** PROBLEM A **
Please summarize the article below on using Pandas with Elasticsearch in two sentences.

How to Use Elasticsearch Data Using Pandas in Python

Introduction to using Pandas and NumPy with Elasticsearch documents

If you’re a Python developer working with Elasticsearch, you may find yourself needing to parse and analyze the data that’s returned from search queries. Pandas is the natural choice for these tasks– it’s a library built on some of Python’s NumPy modules, and it can help to organize, iterate, and analyze Elasticsearch documents that have been returned from a search query. Pandas and NumPy can be used for creating multi-dimensional arrays and lists, and parsing through these structures quickly.

In this article, we’ll show you how to analyze Elasticsearch data with Pandas and Numpy. We’ll provide examples that use Pandas to parse, explore, and analyze data returned by an API call to the Elasticsearch Python client, and we’ll also show you how to install the necessary modules you’ll need to perform these tasks.

Prerequisites

Before we jump ahead to the Python code, let’s take a moment to review the system requirements for this task. There are a few important prerequisites to keep in mind:

  • Some knowledge of Python and its syntax is recommended.

  • The Python 3 interpreter needs to be installed and working properly. Both Pandas and NumPy work with Python 2; however, Python 2 is being deprecated and is not recommended for this reason.

  • The Elasticsearch service needs to be running. You can use the lsof -n -i4TCP:9200 command in a terminal to see if a process is running on Elasticsearch’s default port of 9200. You can also make a cURL request to the server using GET either in Kibana or a terminal window to the domain running the Elasticsearch cluster:

curl -XGET "http://localhost:9200"

** PROBLEM B **
Count the lines of the records below that contain the word "patch", and state only that number.

** STORED ROWS **
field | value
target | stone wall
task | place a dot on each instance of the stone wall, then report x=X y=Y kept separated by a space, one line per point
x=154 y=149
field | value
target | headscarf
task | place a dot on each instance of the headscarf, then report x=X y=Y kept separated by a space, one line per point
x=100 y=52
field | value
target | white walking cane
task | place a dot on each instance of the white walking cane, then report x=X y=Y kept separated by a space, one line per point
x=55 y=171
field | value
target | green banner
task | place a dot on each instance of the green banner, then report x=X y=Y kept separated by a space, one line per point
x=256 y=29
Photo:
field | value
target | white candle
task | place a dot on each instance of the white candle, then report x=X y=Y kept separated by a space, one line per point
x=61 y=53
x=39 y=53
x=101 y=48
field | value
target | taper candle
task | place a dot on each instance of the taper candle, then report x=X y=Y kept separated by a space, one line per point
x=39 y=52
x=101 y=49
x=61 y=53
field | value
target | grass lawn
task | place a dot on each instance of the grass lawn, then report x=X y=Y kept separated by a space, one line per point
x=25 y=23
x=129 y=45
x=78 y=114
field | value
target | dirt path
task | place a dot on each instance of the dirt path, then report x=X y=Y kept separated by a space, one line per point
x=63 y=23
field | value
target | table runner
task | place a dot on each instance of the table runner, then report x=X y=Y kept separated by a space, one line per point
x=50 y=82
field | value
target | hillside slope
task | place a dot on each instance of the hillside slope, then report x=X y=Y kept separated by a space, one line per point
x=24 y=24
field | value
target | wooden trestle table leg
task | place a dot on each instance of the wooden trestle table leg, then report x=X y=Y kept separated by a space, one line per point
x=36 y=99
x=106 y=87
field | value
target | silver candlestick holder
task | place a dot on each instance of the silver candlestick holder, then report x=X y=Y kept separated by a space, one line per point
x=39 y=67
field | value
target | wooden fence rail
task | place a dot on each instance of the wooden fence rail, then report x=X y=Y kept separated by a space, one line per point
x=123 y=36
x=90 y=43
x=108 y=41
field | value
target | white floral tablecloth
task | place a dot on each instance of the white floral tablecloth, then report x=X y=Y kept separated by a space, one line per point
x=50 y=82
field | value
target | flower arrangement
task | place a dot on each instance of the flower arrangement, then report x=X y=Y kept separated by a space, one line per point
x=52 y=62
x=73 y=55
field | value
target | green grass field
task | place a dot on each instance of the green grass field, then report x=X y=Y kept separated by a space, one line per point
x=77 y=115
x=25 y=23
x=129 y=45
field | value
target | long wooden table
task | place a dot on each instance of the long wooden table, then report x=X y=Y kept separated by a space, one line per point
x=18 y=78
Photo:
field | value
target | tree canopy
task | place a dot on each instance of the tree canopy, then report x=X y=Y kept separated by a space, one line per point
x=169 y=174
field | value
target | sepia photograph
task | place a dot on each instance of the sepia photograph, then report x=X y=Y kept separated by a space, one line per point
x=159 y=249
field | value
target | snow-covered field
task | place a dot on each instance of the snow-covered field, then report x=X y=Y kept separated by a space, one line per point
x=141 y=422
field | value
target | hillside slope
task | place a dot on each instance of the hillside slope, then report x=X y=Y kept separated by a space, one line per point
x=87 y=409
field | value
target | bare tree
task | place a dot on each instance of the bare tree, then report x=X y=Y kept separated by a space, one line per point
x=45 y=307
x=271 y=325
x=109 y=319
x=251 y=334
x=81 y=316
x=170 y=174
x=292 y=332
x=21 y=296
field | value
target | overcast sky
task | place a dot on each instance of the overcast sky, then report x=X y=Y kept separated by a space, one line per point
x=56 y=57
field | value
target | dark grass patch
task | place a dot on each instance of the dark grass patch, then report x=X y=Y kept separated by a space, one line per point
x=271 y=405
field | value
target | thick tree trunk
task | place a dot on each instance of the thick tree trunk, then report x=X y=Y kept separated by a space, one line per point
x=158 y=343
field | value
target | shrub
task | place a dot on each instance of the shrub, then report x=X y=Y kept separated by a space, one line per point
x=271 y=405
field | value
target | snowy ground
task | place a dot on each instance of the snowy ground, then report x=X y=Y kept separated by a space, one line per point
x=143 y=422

** WRITTEN ANSWER A **
The article explains that Pandas, a library built on NumPy modules, can help Python developers organize, iterate, and analyze documents returned from Elasticsearch search queries, and it promises examples of parsing and exploring that data along with instructions for installing the needed modules. Its prerequisites are some knowledge of Python, a working Python 3 interpreter (because Python 2 is being deprecated), and a running Elasticsearch service, which can be checked with the lsof command on the default port 9200 or with a cURL GET request.

** WRITTEN ANSWER B **
2